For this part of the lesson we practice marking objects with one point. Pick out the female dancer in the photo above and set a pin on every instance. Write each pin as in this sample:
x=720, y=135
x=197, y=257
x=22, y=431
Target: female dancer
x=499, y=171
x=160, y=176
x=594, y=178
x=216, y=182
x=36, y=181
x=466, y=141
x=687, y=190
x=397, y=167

=-=-=

Rewrite the material above, putting "performer" wherever "female dancer" appears and leaving everything else unchanged.

Solution:
For this part of the lesson we practice marking objects with one point. Pick out the performer in the photo above and set a pin on every instance. Write each pin as in this sample:
x=720, y=135
x=197, y=257
x=22, y=431
Target: performer
x=499, y=171
x=160, y=176
x=594, y=178
x=216, y=182
x=36, y=181
x=466, y=141
x=687, y=190
x=397, y=167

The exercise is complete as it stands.